◆ Rows:
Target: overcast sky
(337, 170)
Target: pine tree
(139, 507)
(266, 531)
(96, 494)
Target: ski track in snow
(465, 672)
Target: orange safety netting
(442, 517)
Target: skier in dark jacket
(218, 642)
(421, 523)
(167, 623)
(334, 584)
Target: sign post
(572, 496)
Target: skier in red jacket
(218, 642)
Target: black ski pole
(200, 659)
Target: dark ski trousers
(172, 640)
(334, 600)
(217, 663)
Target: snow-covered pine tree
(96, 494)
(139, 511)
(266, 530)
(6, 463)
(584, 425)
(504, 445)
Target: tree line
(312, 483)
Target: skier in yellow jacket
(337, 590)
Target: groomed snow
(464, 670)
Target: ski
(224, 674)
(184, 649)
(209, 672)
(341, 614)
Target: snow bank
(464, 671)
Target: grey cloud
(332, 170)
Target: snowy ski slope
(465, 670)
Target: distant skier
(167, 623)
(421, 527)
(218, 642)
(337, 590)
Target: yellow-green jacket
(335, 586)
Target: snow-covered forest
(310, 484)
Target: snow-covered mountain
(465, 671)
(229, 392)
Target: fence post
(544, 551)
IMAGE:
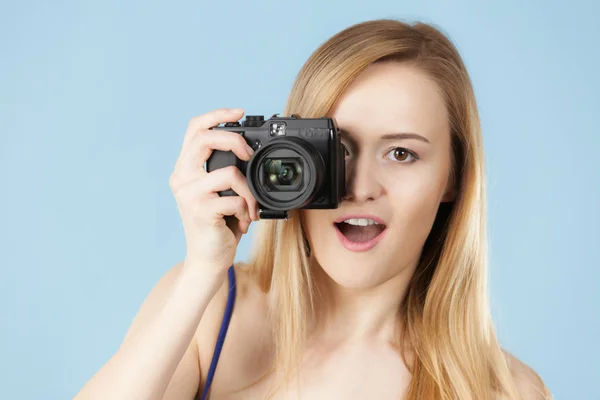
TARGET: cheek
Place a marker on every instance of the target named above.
(415, 196)
(312, 221)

◆ What the task asks:
Could you reproduce every record above exactly, leaving out the pictures?

◆ Task solution:
Target: overcast sky
(337, 170)
Target: pine tree
(139, 507)
(266, 531)
(96, 494)
Target: ski track in snow
(465, 672)
Target: orange safety netting
(442, 517)
Target: skier in dark jacket
(218, 642)
(421, 523)
(167, 623)
(334, 584)
Target: sign post
(572, 496)
Target: skier in red jacket
(218, 642)
Target: black ski pole
(200, 659)
Target: dark ski trousers
(172, 640)
(334, 600)
(217, 663)
Target: snow-covered pine tree
(96, 494)
(139, 511)
(266, 530)
(6, 463)
(584, 425)
(504, 445)
Target: tree line
(312, 483)
Target: skier in yellow jacket
(337, 590)
Target: groomed snow
(464, 670)
Target: ski
(224, 674)
(184, 649)
(209, 672)
(341, 614)
Target: snow bank
(464, 671)
Target: grey cloud
(332, 170)
Target: snowy ski slope
(465, 670)
Target: distant skier
(167, 623)
(421, 527)
(218, 642)
(337, 590)
Target: yellow-green jacket
(335, 586)
Target: snow-covered forest
(310, 484)
Target: snow-covered mountain
(465, 671)
(229, 392)
Target: fence post
(544, 551)
IMAGE:
TARGET: cheek
Place a marker on every instance of the target named above.
(415, 196)
(312, 221)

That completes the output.